■ Exercise details
Rewrite all the lines below with "unfurling leaf" swapped for "unfurling frond" and everything else left unchanged.
=== Material shown ===
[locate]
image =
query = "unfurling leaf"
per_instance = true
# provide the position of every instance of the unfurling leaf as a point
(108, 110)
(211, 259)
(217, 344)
===
■ Answer to this problem
[locate]
image =
query = "unfurling frond"
per_instance = true
# provide the position of every instance of the unfurling frond as a point
(108, 110)
(211, 259)
(217, 344)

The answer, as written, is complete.